WRITTEN REQUEST: Write out, exactly as they appear, only the lines running from the line with "of the orange" to the final line of the listing; include both.

Items from a data source:

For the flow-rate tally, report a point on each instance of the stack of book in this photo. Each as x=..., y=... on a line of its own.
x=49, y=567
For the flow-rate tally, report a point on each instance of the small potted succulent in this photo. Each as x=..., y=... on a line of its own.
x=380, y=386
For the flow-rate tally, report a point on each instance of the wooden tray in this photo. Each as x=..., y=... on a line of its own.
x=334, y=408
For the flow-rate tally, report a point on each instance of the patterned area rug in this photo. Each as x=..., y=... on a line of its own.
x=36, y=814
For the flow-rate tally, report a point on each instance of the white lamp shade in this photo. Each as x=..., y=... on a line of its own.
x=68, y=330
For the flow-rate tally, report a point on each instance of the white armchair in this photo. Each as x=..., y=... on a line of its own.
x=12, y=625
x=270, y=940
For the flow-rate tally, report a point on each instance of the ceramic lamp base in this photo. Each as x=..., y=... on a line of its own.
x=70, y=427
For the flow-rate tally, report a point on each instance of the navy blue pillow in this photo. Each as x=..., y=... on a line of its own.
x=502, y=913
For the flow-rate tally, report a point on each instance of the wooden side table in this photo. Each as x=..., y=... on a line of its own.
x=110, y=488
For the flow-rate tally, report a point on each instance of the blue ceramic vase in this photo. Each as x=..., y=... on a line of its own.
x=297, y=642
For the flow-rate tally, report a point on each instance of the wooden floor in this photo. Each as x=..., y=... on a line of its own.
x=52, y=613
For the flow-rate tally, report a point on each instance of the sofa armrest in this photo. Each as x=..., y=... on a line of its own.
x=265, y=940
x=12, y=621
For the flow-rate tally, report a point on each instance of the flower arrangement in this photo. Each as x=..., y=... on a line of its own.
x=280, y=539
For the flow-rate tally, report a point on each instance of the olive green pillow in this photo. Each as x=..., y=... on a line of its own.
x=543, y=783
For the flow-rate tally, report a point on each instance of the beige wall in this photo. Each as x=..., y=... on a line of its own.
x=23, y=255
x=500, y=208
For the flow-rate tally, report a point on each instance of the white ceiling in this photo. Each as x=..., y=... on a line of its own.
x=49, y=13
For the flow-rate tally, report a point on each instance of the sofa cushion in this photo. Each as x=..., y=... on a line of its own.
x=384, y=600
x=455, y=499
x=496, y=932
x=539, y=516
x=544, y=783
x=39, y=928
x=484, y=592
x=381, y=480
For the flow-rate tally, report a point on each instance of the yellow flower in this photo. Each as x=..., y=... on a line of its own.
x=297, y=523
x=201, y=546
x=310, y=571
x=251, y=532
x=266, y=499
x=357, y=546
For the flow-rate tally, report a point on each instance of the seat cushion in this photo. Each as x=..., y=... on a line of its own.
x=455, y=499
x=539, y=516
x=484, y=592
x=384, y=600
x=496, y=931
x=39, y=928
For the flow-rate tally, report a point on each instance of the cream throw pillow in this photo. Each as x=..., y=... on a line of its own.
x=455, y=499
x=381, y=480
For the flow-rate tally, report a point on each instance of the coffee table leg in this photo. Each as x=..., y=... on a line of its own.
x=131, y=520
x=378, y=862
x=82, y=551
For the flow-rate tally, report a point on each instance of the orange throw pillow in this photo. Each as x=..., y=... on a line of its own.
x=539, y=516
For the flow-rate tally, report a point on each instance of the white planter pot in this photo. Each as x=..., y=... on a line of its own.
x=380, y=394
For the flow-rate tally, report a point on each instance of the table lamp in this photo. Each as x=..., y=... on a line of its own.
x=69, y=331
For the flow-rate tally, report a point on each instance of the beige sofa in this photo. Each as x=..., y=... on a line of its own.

EXERCISE ANSWER:
For the flow-rate tally, report a point on each instance of the orange throw pillow in this photo. Each as x=..., y=... on a line of its own.
x=539, y=516
For the flow-rate tally, report a point on each instance of the white planter pot in this photo. Each as x=..., y=... on a line of its own.
x=380, y=394
For the flow-rate tally, report a point on each instance of the table lamp in this photo. Each as x=..., y=... on a line of its own.
x=69, y=331
For the flow-rate tally, report a point on each instance of the beige sofa in this photo. Each as x=..., y=... on a line of its own.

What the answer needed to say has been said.